__Directions__.
Take the line that contains "A note for the class: find the cluster" and every line after it in the material below, and quote them exactly.
------------------------------
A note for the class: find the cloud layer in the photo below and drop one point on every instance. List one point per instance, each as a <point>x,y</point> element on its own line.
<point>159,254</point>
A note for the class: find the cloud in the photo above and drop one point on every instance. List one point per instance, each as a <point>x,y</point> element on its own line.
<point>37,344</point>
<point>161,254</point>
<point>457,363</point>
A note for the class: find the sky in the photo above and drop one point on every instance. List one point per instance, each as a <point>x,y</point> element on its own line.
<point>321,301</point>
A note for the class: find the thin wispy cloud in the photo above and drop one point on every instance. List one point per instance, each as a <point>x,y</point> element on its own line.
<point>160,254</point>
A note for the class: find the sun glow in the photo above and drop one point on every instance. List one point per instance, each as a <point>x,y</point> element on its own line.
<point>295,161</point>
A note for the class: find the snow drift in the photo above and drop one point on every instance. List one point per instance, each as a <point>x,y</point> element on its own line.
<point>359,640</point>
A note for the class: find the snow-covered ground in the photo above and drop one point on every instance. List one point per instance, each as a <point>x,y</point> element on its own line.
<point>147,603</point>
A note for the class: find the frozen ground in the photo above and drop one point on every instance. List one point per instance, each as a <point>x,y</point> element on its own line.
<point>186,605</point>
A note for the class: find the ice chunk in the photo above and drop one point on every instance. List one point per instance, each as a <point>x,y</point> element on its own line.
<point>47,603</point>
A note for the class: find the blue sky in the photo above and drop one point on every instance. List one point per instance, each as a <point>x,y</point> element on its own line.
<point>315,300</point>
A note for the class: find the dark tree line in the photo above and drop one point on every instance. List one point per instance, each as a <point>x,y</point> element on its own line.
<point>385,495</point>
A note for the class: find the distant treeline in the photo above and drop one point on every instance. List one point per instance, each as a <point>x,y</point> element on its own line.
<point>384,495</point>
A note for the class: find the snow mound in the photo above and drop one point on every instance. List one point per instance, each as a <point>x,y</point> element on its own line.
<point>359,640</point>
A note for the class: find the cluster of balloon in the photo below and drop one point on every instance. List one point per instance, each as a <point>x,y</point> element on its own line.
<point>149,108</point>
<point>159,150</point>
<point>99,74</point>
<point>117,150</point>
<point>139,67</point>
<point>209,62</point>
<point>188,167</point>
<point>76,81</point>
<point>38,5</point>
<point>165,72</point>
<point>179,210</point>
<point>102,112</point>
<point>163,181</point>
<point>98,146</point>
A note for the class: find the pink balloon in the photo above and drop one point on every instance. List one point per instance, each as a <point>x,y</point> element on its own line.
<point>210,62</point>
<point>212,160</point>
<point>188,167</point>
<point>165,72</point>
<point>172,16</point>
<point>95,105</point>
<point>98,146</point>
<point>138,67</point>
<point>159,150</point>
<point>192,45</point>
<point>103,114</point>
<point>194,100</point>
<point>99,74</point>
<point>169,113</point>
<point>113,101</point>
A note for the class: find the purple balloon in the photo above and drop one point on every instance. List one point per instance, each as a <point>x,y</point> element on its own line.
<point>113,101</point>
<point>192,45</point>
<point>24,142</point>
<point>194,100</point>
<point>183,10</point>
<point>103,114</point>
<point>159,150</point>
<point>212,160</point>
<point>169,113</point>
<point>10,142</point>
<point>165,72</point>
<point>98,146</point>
------------------------------
__Answer to the exercise__.
A note for the class: find the cluster of balloon in the photo below and drop one point on every instance. List one point per instance, each as a <point>x,y</point> element on its own line.
<point>149,108</point>
<point>159,150</point>
<point>99,74</point>
<point>117,150</point>
<point>139,67</point>
<point>209,62</point>
<point>188,167</point>
<point>76,81</point>
<point>38,5</point>
<point>165,72</point>
<point>179,210</point>
<point>102,112</point>
<point>163,181</point>
<point>98,146</point>
A note for the class: find the pink balloon in the photo above and drop one point on every instance. List one point per instance, each as a <point>x,y</point> element on its own line.
<point>210,62</point>
<point>212,160</point>
<point>188,167</point>
<point>165,72</point>
<point>172,16</point>
<point>95,105</point>
<point>98,146</point>
<point>138,67</point>
<point>159,150</point>
<point>192,45</point>
<point>103,114</point>
<point>194,100</point>
<point>99,74</point>
<point>169,113</point>
<point>113,101</point>
A note for the class: find the purple balloon in the photo above and drop one point on every instance. List one point per instance, each as a <point>x,y</point> element on its own line.
<point>113,101</point>
<point>192,45</point>
<point>24,142</point>
<point>194,100</point>
<point>183,10</point>
<point>103,114</point>
<point>159,150</point>
<point>212,160</point>
<point>169,113</point>
<point>10,142</point>
<point>165,72</point>
<point>98,146</point>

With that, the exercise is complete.